- INSTRUCTIONS TO FOLLOW: Return the full material exactly.

[Extracted records]
○ ○ ○ ○ ○

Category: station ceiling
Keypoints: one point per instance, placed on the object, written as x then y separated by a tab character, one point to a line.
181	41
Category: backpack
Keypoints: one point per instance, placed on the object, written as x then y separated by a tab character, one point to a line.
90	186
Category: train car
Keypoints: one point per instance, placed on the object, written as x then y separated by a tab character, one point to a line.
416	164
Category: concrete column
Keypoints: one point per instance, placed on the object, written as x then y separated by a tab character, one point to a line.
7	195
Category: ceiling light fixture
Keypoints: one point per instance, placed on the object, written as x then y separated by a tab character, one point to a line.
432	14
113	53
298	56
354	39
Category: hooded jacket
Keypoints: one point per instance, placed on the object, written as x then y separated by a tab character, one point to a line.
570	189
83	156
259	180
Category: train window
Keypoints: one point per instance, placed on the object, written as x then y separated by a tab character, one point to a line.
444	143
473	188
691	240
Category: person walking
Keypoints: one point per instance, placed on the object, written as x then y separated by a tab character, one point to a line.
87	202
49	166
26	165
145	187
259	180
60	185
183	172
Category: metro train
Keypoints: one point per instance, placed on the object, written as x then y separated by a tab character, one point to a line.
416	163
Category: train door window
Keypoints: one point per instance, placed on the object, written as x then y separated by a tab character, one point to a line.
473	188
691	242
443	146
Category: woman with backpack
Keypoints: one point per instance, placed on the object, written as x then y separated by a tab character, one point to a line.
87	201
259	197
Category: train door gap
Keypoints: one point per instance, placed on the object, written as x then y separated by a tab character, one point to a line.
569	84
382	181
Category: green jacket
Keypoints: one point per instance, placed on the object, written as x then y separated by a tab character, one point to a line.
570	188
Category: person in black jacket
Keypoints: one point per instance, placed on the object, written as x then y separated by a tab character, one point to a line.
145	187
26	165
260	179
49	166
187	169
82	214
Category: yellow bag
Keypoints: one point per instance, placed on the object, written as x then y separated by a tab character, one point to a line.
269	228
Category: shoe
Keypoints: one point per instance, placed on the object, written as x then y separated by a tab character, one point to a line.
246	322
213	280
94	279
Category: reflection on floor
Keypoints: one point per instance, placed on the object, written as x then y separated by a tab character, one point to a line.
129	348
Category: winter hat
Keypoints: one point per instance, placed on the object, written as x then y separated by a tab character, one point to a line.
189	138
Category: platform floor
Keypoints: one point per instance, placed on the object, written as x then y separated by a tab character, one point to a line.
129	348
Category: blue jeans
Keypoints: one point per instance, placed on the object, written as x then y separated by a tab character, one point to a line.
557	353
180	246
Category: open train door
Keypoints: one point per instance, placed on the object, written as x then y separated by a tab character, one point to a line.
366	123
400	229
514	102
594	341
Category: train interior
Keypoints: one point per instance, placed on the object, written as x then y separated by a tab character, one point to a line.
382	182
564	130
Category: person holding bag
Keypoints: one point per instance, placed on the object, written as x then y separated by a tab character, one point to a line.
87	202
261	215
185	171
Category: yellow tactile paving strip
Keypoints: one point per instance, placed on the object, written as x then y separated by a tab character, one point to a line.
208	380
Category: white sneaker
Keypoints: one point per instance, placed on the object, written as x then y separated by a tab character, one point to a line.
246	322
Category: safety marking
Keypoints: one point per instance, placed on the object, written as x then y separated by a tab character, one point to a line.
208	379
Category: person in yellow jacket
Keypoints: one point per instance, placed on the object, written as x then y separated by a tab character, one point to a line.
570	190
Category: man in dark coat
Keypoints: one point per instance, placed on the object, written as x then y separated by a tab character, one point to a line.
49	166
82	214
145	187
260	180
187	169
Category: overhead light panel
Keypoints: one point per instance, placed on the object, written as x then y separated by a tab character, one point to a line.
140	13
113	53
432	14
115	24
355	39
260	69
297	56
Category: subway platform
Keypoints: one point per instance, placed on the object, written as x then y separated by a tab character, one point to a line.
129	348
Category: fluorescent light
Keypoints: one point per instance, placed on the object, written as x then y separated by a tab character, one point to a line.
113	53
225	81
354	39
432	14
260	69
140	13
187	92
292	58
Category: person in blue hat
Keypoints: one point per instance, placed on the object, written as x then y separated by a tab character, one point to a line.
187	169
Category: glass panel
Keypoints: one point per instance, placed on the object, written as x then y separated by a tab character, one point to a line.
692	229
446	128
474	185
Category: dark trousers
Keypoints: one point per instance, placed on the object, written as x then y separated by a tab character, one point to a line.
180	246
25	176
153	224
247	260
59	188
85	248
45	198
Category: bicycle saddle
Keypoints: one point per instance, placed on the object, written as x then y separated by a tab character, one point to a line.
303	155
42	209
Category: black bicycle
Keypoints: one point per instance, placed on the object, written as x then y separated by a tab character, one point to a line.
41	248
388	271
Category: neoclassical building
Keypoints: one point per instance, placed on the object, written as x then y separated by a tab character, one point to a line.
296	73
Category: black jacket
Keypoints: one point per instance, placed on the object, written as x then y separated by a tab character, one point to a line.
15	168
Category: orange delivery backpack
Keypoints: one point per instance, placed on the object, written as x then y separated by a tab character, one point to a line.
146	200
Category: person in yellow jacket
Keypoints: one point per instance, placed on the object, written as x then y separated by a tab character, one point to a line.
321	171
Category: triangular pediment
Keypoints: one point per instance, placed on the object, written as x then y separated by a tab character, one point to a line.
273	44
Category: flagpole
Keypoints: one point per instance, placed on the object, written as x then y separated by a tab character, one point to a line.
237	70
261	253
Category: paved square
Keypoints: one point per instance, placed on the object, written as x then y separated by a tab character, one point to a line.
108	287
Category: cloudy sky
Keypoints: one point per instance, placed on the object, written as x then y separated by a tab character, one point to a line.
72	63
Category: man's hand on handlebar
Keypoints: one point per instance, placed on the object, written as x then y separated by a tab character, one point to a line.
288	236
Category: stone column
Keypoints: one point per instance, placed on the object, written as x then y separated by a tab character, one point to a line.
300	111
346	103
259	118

○ ○ ○ ○ ○

- WRITTEN RESPONSE:
Category: station ceiling
Keypoints: one point per instance, placed on the object, written as x then y separated by a tab character, one point to a line.
181	41
Category: backpack
Keypoints: one point per instance, placed on the object, written as x then y separated by a tab character, one point to a line.
90	186
Category: train car
Keypoints: one point per instance, placed on the object, written as x then y separated by a tab character, one point to a line.
416	164
Category: concrete column
Keypoints: one point per instance, placed on the object, written as x then y separated by a tab character, one point to a line.
7	195
Category: ceiling light fixture
Keypoints: one point per instance, placed on the object, written as x then y separated by a tab character, one point to a line.
432	14
113	53
298	56
354	39
Category: hooded jacket
Keypoints: one point per instance, placed on the object, written as x then y separated by a tab character, one point to a line.
570	189
83	156
259	180
Category: train window
Keypoints: one point per instance, placed on the object, written as x then y separated by a tab character, one point to a line.
444	143
473	188
691	240
Category: person walking
Keypoints: one point per instance, placed on the object, written as x then y separated by a tab character, one point to a line.
87	202
49	166
26	165
145	187
259	180
60	185
183	172
Category: metro train
Keypoints: one point per instance, placed on the object, written as x then y separated by a tab character, one point to a line.
416	163
Category: train door window
Keypoints: one point per instance, placed on the object, written as x then y separated by a tab character, one point to a line.
473	188
691	242
443	146
Category: woman with backpack
Keypoints: one point per instance, placed on the object, written as x then y separated by a tab character, one point to a line.
87	201
259	197
Category: train door gap
Keypoints: one point per instance, placed on the object, written as x then y separated by a tab character, one point to a line.
569	84
382	181
Category: green jacket
Keypoints: one point per instance, placed on the object, written as x then y separated by a tab character, one point to a line.
570	188
Category: person in black jacket
Keypoints: one point per instance, placed on the object, written as x then y separated by a tab character, one point to a line.
145	187
26	165
260	179
49	166
187	169
82	214
Category: yellow bag
Keypoints: one point per instance, placed on the object, written as x then y separated by a tab character, one point to a line.
269	228
Category: shoe
Keypoints: one point per instance, placed on the object, written as x then y separated by a tab character, one point to a line.
246	322
213	280
94	279
Category: reflection on floor
Keypoints: one point per instance, placed on the object, written as x then y separated by a tab character, one point to a line.
129	348
Category: winter hat
Keypoints: one point per instance, placed on the object, written as x then y separated by a tab character, one point to a line.
189	138
Category: platform floor
Keypoints: one point per instance, placed on the object, written as x then y separated by a tab character, one point to a line.
129	348
Category: blue jeans
Keypoints: one point per instance, placed on the object, written as x then y separated by a tab character, one point to a line.
557	353
180	246
Category: open train door
Keypoints: one point per instance, placed on the object, written as x then y separated by a tab character, one point to a line.
366	123
400	229
514	102
594	341
Category: train interior
Keypoints: one point per instance, placed on the object, written as x then y separated by a tab character, one point to a line.
382	182
564	130
Category: person holding bag
Keypoints: one point per instance, placed on the object, written as x then y separated by a tab character, one point to a line.
87	202
261	215
185	171
Category: yellow tactile paving strip
Keypoints: one point per instance, placed on the object, written as x then y separated by a tab character, one point to a line.
208	380
Category: white sneaker
Keypoints: one point per instance, placed on the object, written as x then y separated by a tab character, one point to a line.
246	322
Category: safety marking
Keypoints: one point per instance, placed on the object, written as x then y separated by a tab character, one point to a line.
208	379
Category: person in yellow jacket
Keypoints: one point per instance, placed on the object, written as x then y separated by a tab character, one point to a line.
570	190
Category: man in dark coat
Keypoints: one point per instance, placed on the object, written as x then y separated by a tab character, one point to a line.
49	166
82	214
145	187
260	180
187	169
Category: overhead light panel
Keypoints: one point per instance, placed on the object, written as x then y separated by a tab character, one point to a line.
140	13
113	53
432	14
115	24
355	39
260	69
297	56
Category: subway platform
Keypoints: one point per instance, placed on the object, written as x then y separated by a tab character, one point to a line.
129	348
Category: fluorescent light
Keypoints: one point per instance, placed on the object, written as x then y separated by a tab character, one point to a line.
113	53
225	81
354	39
432	14
260	69
140	13
187	92
292	58
Category: person in blue hat
Keypoints: one point per instance, placed on the object, written as x then y separated by a tab character, one point to a line.
187	169
Category: glass panel
Keypoints: one point per instance, placed on the object, written as x then y separated by a tab character, one point to a line.
692	229
446	128
474	185
Category: dark trousers
Keypoints: one point per instance, placed on the object, written as x then y separated by a tab character, one point to a line.
180	246
25	176
153	224
247	260
59	188
85	248
45	198
Category: bicycle saddle
Keypoints: one point per instance, placed on the object, written as x then y separated by a tab character, one point to a line.
303	155
42	209
Category: black bicycle
Keypoints: one point per instance, placed on the object, written as x then y separated by a tab character, one point to a line.
41	248
388	271
Category: neoclassical building
Keypoints: one point per instance, placed on the object, written as x then y separated by a tab character, one point to a line.
296	73
Category: black jacket
Keypoints: one point per instance, placed on the object, written as x then y separated by a tab character, one point to a line.
15	168
Category: orange delivery backpack
Keypoints: one point per instance, placed on the object, written as x then y separated by a tab character, one point to a line.
146	200
Category: person in yellow jacket
Keypoints: one point per instance, placed on the object, written as x then y separated by a tab character, one point to a line.
321	171
Category: triangular pediment
Keypoints: one point per instance, placed on the object, written as x then y separated by a tab character, one point to a line.
273	44
Category: flagpole
Keypoints: one point per instance, placed on the object, written as x then y separated by a tab character, one point to a line.
237	70
261	253
Category: paved square
Keypoints: one point per instance, placed on the object, written as x then y separated by a tab character, one point to a line.
108	287
Category: cloudy sky
Keypoints: one point per instance, placed on the object, written as x then y separated by a tab character, one point to a line.
72	63
Category: man's hand on handlebar
Keypoints: one point per instance, placed on the object, written as x then y separated by a tab character, one point to a line.
288	236
Category: stone column
Keypoints: one point per instance, placed on the object, written as x then y separated by a tab character, one point to a line.
300	111
346	103
259	118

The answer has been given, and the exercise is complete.